--- Task requirements ---
Take the line that has "If you could mark the flat" and all the lines that come after it in the records, and write them out again exactly. Add no other line.

· · · · ·

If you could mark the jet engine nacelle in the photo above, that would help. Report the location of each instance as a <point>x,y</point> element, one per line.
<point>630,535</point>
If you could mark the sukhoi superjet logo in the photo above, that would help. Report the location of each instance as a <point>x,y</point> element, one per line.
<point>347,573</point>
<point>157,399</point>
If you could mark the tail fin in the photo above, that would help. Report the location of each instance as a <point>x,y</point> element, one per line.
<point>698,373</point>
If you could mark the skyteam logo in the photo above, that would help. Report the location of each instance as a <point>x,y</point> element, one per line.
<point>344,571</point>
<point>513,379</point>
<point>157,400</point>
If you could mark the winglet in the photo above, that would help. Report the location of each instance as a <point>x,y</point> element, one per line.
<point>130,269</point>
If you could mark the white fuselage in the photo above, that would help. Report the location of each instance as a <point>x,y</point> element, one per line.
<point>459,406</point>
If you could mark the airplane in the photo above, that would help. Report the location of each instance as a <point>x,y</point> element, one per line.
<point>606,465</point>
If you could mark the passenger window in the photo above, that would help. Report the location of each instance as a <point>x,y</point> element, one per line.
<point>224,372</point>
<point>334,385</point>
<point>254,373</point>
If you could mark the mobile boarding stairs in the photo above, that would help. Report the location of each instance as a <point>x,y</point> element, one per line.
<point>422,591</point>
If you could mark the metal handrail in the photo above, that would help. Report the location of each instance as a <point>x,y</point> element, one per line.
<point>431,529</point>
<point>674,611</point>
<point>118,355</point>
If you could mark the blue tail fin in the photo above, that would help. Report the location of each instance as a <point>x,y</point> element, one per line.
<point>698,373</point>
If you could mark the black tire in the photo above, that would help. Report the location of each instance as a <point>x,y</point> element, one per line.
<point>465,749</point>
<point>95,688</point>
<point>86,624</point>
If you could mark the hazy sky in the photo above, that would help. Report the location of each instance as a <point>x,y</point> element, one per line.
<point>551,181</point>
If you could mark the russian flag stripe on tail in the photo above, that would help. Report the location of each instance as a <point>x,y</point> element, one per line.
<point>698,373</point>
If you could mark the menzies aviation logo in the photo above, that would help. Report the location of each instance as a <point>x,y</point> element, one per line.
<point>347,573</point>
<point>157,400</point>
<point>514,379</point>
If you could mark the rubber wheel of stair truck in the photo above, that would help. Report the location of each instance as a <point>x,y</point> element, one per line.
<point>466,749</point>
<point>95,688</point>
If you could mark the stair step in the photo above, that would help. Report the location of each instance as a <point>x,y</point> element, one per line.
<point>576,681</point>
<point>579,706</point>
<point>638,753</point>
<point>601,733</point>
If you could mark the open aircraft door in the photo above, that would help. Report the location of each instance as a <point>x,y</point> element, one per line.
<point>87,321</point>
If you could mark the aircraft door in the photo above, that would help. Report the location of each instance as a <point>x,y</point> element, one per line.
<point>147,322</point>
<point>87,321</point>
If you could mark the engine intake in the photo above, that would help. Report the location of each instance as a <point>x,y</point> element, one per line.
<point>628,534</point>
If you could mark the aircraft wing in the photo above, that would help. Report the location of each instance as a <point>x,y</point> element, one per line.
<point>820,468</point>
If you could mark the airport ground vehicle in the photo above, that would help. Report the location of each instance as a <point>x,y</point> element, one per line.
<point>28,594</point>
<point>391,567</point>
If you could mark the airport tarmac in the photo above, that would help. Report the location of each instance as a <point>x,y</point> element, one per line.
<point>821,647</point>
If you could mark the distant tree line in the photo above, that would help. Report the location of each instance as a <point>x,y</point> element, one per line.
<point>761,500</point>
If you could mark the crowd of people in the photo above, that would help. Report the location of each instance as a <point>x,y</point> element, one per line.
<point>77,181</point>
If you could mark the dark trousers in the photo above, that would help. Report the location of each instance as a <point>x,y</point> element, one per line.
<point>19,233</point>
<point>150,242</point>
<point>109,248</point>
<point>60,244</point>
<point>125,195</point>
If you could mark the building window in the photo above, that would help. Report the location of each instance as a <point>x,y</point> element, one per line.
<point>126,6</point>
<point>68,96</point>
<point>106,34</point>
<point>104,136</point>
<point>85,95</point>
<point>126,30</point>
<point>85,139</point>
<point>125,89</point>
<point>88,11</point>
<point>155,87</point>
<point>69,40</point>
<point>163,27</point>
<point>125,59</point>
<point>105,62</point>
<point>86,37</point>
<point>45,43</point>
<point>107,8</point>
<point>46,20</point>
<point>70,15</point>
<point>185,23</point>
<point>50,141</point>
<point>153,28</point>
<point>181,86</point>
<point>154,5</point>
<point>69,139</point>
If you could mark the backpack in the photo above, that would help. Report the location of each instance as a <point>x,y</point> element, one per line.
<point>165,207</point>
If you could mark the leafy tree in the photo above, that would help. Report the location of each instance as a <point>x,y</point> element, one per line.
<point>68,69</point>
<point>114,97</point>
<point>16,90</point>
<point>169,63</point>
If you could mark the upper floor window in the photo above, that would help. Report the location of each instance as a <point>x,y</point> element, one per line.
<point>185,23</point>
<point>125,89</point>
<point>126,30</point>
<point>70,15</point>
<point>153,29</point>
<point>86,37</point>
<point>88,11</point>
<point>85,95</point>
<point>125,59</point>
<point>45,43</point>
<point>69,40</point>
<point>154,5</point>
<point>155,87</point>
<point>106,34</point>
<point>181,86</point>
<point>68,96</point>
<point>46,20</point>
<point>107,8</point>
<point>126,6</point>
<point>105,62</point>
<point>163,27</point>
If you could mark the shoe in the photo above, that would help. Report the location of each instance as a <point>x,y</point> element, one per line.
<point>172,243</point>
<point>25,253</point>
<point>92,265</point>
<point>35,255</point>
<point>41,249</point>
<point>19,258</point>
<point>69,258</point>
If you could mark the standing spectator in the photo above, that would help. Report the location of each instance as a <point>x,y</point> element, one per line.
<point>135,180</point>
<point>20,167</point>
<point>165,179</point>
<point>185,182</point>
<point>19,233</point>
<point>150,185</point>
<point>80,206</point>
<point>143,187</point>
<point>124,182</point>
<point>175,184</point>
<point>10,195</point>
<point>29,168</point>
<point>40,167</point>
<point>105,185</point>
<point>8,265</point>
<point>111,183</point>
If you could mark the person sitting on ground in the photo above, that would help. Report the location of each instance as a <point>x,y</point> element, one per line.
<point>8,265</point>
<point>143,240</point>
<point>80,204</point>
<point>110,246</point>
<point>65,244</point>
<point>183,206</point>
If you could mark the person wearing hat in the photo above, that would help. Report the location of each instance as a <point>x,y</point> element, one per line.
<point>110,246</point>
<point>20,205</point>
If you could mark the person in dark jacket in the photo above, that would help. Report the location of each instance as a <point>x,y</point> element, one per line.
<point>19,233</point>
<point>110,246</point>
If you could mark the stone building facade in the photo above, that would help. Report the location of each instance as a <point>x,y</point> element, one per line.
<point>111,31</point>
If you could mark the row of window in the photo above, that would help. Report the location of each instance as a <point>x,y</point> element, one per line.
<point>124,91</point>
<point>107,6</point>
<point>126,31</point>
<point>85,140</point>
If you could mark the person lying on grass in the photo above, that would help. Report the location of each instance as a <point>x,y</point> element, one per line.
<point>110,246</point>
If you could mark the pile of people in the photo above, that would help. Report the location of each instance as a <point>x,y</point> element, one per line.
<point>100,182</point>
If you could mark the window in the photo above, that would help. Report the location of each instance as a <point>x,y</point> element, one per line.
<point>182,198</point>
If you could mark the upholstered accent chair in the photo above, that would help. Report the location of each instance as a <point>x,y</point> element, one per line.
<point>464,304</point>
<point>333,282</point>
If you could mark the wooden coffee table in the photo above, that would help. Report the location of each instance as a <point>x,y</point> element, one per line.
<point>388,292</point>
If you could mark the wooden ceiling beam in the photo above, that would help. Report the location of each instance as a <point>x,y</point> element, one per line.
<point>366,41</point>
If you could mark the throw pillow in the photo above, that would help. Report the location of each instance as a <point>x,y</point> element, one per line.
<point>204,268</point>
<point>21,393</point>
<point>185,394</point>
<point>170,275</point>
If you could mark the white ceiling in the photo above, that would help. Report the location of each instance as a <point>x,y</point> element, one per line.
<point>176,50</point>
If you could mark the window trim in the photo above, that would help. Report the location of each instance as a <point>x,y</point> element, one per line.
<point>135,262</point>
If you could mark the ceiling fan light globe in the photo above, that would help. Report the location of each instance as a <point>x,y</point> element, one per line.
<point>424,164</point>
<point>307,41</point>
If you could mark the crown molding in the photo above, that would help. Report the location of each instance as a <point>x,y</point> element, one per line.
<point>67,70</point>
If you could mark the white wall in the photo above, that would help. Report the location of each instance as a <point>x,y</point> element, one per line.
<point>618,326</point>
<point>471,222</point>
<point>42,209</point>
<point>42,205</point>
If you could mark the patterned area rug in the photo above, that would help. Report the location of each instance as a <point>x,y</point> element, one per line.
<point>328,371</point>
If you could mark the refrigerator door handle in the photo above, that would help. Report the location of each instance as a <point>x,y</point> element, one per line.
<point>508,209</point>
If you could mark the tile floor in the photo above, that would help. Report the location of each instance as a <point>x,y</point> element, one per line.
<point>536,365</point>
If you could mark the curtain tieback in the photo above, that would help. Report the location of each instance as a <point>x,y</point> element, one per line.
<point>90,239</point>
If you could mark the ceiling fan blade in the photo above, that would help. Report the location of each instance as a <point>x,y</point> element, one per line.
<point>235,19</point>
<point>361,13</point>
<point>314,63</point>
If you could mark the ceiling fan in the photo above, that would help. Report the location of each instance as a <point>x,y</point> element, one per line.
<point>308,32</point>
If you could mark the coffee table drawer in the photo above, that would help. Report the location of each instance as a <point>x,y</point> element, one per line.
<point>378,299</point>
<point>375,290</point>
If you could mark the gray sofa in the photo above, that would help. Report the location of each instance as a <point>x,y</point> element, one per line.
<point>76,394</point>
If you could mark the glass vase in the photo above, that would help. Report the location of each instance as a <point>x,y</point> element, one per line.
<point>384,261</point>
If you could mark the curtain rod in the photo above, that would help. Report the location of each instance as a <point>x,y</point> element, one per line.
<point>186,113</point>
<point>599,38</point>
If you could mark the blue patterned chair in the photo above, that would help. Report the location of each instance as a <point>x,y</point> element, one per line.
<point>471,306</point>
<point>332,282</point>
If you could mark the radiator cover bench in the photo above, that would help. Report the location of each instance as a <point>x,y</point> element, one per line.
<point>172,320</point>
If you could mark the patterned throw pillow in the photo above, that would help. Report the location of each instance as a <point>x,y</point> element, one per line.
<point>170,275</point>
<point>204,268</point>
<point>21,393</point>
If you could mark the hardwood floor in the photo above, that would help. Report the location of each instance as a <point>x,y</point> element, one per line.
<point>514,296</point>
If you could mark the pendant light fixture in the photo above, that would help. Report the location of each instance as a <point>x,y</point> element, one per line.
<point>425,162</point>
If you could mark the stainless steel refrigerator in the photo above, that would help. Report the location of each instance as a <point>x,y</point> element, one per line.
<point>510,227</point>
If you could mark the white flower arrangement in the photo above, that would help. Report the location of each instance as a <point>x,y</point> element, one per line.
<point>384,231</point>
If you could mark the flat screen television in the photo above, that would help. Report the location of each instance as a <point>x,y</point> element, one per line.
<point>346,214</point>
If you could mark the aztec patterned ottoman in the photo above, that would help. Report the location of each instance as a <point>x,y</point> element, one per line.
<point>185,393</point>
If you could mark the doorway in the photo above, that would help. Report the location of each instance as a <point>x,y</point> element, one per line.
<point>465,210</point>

· · · · ·

--- Answer section ---
If you could mark the flat screen television in the photo above, that would help. Report the location of each instance as a <point>x,y</point> element, one per line.
<point>346,214</point>
If you could mark the aztec patterned ottoman in the photo above, that would help. Report the location of each instance as a <point>x,y</point> element, one per line.
<point>185,393</point>
If you could mark the doorway in the photo above, that would help. Report the location of each instance as a <point>x,y</point> element, one per line.
<point>465,210</point>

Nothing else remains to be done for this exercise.